## start Material for the task

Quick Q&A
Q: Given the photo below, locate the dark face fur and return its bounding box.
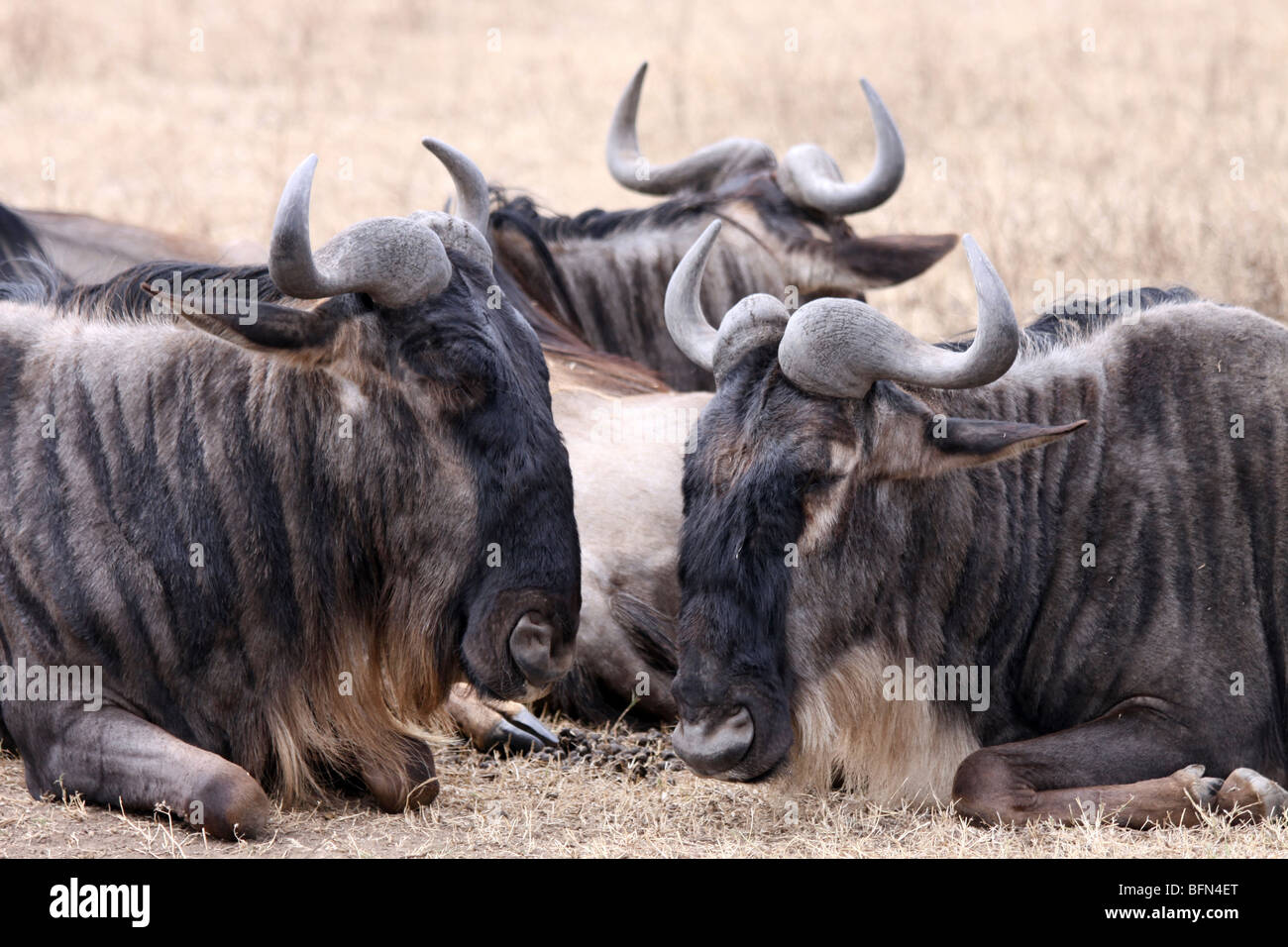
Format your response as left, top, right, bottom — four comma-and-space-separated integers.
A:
404, 259, 581, 695
674, 346, 1081, 781
674, 348, 853, 780
254, 259, 581, 697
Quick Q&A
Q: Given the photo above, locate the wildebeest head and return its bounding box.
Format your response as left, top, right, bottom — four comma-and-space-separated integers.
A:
606, 63, 957, 303
151, 138, 580, 697
666, 223, 1081, 780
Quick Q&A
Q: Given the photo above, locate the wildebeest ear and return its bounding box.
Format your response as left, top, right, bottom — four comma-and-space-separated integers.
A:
845, 233, 957, 286
924, 415, 1086, 473
143, 283, 335, 352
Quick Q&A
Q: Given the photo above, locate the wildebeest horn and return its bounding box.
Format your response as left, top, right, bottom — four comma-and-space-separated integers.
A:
268, 155, 452, 308
420, 138, 489, 235
606, 63, 777, 194
778, 235, 1020, 398
778, 78, 905, 217
665, 220, 789, 384
664, 220, 720, 371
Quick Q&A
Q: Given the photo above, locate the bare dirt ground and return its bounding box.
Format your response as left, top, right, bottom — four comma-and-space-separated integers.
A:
0, 0, 1288, 858
0, 732, 1288, 858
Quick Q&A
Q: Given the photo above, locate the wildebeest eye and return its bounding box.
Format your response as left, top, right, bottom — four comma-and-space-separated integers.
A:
802, 471, 841, 493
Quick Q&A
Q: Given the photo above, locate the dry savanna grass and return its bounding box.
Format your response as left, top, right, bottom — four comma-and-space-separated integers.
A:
0, 0, 1288, 858
0, 731, 1288, 858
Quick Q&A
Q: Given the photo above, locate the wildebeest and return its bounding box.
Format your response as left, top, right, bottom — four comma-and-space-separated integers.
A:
667, 224, 1288, 826
492, 63, 957, 390
0, 150, 709, 750
0, 142, 580, 837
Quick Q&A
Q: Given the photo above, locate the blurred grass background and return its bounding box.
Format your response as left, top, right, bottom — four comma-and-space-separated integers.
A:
0, 0, 1288, 338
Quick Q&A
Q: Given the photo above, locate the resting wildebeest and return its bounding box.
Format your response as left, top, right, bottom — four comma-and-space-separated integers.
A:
0, 143, 580, 837
0, 150, 709, 749
666, 224, 1288, 826
492, 63, 957, 390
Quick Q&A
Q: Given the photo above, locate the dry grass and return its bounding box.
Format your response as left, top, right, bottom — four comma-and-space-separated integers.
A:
0, 731, 1288, 858
0, 0, 1288, 858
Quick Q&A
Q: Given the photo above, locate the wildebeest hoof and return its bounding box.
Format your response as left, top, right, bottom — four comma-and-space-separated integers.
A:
476, 701, 559, 753
1171, 763, 1221, 809
447, 684, 559, 753
1216, 767, 1288, 821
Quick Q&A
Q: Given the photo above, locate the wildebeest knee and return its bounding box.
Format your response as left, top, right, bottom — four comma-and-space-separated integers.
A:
190, 766, 273, 840
953, 747, 1033, 823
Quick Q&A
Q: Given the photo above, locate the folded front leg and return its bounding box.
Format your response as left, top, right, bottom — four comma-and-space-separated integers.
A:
22, 707, 273, 839
953, 702, 1221, 828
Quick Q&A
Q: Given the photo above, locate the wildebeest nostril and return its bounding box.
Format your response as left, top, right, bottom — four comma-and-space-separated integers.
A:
510, 612, 574, 686
671, 707, 756, 776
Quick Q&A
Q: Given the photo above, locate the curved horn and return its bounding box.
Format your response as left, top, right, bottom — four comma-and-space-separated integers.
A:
420, 138, 489, 235
268, 155, 452, 308
778, 235, 1020, 398
778, 78, 905, 217
664, 220, 720, 371
606, 63, 777, 194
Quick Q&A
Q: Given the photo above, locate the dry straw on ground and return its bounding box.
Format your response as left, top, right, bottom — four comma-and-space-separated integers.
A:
0, 0, 1288, 857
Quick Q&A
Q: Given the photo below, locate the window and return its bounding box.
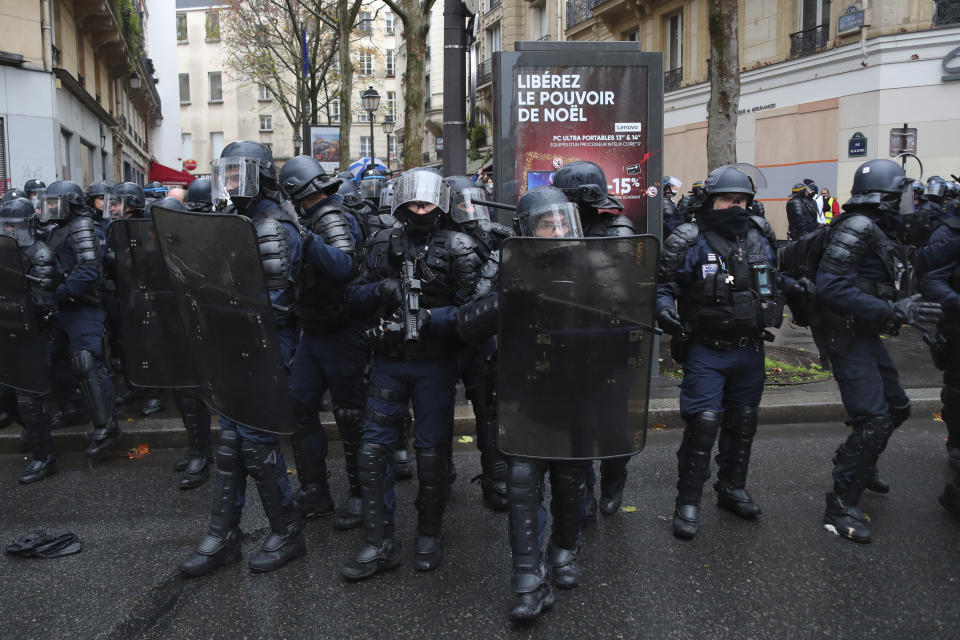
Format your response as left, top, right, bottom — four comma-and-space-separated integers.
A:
207, 71, 223, 102
385, 49, 397, 78
180, 73, 190, 104
357, 51, 373, 76
210, 131, 223, 160
177, 13, 187, 42
180, 133, 193, 160
207, 11, 220, 42
357, 11, 373, 36
386, 91, 397, 122
664, 13, 683, 71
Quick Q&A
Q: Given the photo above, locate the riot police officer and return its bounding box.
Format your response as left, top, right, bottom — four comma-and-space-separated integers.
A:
444, 176, 512, 511
280, 156, 370, 529
180, 140, 310, 577
0, 198, 58, 484
816, 160, 941, 542
553, 160, 636, 522
184, 178, 213, 213
656, 165, 783, 539
787, 182, 819, 240
40, 181, 120, 457
661, 176, 683, 238
341, 171, 480, 580
916, 190, 960, 504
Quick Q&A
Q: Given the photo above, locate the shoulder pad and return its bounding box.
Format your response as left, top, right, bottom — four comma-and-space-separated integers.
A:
750, 216, 777, 249
657, 222, 700, 283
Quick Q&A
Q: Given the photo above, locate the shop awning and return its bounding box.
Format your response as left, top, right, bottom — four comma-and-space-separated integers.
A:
147, 162, 193, 187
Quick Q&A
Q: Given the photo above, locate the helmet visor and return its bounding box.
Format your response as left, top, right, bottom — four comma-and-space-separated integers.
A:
210, 156, 260, 202
0, 218, 33, 247
450, 188, 490, 223
518, 202, 583, 238
39, 195, 70, 222
393, 171, 450, 215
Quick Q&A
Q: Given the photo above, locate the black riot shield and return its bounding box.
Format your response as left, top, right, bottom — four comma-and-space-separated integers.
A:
498, 236, 659, 460
0, 235, 51, 393
153, 207, 297, 433
110, 218, 200, 389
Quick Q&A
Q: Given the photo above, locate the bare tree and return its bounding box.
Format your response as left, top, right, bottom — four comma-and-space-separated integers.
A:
383, 0, 434, 167
221, 0, 338, 150
707, 0, 740, 171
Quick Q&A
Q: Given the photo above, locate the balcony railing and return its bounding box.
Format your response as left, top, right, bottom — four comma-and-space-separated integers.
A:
790, 23, 830, 58
567, 0, 593, 29
477, 58, 493, 87
663, 67, 683, 91
933, 0, 960, 27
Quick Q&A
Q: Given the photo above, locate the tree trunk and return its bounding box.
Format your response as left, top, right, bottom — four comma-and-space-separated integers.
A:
337, 0, 353, 171
403, 10, 429, 169
707, 0, 740, 171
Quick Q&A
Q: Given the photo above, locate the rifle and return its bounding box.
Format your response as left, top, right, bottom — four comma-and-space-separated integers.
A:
400, 257, 422, 342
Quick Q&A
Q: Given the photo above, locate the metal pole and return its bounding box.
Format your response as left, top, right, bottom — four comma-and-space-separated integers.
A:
443, 0, 467, 176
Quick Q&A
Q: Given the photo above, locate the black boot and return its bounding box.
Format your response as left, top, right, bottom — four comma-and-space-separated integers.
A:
180, 429, 247, 578
241, 440, 307, 573
340, 442, 400, 580
547, 461, 590, 589
173, 391, 213, 489
600, 456, 630, 516
17, 395, 57, 484
333, 408, 363, 531
673, 411, 720, 540
713, 407, 762, 520
414, 447, 450, 571
393, 413, 413, 480
507, 458, 554, 622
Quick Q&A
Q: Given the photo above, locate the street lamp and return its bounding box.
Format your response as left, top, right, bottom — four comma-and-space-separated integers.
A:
360, 86, 380, 165
381, 116, 393, 171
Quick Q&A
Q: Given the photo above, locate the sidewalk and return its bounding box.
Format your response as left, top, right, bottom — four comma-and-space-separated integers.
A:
0, 319, 941, 454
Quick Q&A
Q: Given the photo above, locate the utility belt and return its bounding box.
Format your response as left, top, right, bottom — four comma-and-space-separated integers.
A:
693, 331, 773, 351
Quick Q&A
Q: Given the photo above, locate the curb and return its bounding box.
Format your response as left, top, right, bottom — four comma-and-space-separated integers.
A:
0, 388, 941, 454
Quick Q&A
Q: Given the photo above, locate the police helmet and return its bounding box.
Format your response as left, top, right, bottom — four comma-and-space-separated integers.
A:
514, 186, 583, 238
280, 155, 341, 202
40, 180, 86, 222
186, 178, 213, 211
23, 178, 47, 198
553, 160, 623, 211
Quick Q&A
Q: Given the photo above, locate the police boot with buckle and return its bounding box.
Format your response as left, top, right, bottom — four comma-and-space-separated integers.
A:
180, 430, 247, 578
241, 441, 307, 573
414, 446, 450, 571
713, 407, 762, 520
340, 442, 400, 580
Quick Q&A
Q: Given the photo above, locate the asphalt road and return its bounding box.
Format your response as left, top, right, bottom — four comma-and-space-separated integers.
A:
0, 416, 960, 639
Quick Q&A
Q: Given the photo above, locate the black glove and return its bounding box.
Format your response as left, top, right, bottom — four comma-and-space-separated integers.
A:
887, 293, 943, 331
657, 305, 684, 335
378, 279, 403, 309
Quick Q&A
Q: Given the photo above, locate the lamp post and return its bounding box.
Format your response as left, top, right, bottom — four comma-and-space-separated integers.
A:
360, 86, 380, 175
381, 116, 393, 171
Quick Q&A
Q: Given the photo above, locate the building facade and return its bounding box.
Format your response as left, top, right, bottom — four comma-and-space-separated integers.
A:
176, 0, 400, 175
0, 0, 161, 190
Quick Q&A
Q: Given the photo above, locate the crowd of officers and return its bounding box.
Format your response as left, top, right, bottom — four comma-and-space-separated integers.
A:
0, 141, 960, 620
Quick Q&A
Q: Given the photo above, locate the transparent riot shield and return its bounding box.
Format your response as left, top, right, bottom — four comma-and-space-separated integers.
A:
498, 236, 659, 460
0, 236, 51, 393
110, 218, 200, 389
153, 207, 296, 433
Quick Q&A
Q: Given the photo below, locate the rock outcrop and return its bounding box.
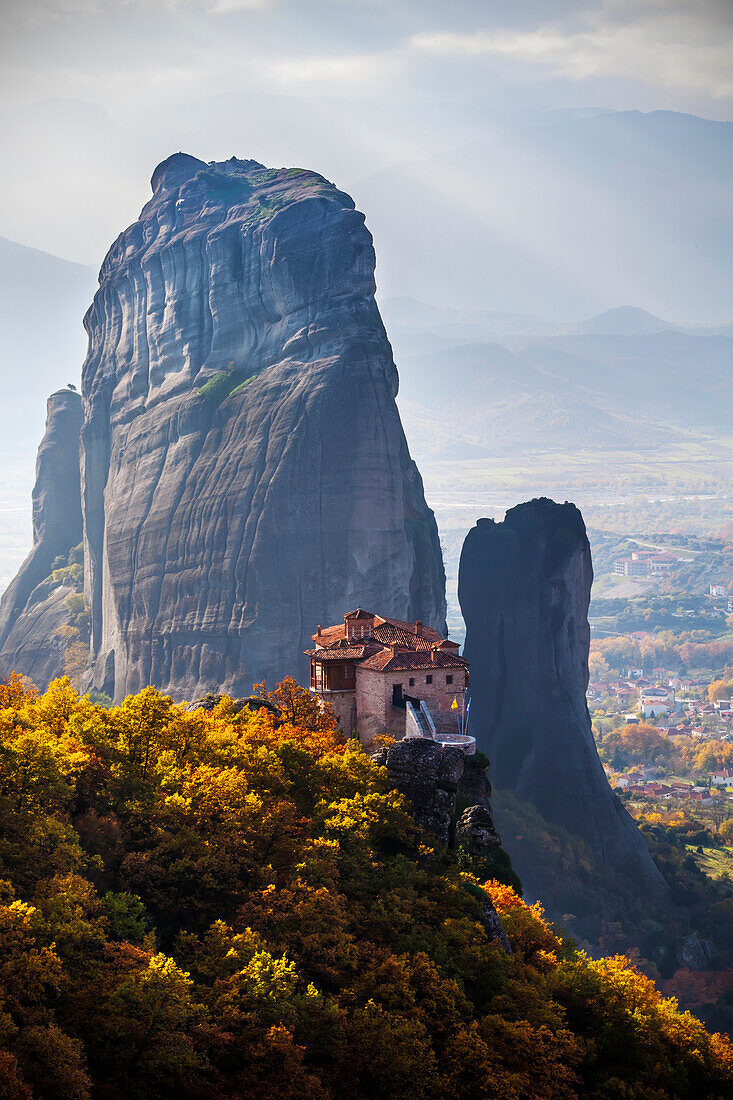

## end Material for the task

== Exercise directions ==
Please reproduce the rows verbatim from the very first line through the line containing "0, 732, 1288, 858", including both of those lines and omitting the pictures.

== Exercise response ==
Quick Q&A
Q: Given the photo below, locate the dark face fur and return its bounding box.
Format your response as left, top, right, bottom — four comma-and-space-separated integers.
A:
404, 259, 581, 695
674, 346, 1081, 781
674, 348, 853, 780
254, 259, 581, 697
Quick Q&A
Q: Given the photo above, locate the wildebeest head and return its bounding box.
Format your response as left, top, right, bottom — four comma-and-space-separated integers.
A:
606, 63, 957, 303
151, 138, 580, 697
666, 223, 1081, 780
Quick Q&A
Q: Given the photo above, locate the wildebeest ear and return its bounding box.
Format your response as left, top, right, bottom — four comma-and-space-separated integers.
A:
845, 233, 957, 286
924, 415, 1086, 473
143, 283, 335, 352
Quick Q&A
Q: Given the photo above, locate the wildebeest horn and return its bounding box.
Format your response as left, top, right, bottom — four comma-and-space-separated integers.
A:
268, 155, 452, 308
420, 138, 489, 235
606, 63, 777, 194
778, 235, 1020, 398
778, 78, 905, 217
665, 220, 789, 384
664, 220, 720, 371
Quick Q&A
Q: Given the photo above, locate the bare dirt ground and return its bounding box.
Format your response as left, top, right, bottom — four comma-and-space-separated integers.
A:
0, 0, 1288, 858
0, 732, 1288, 858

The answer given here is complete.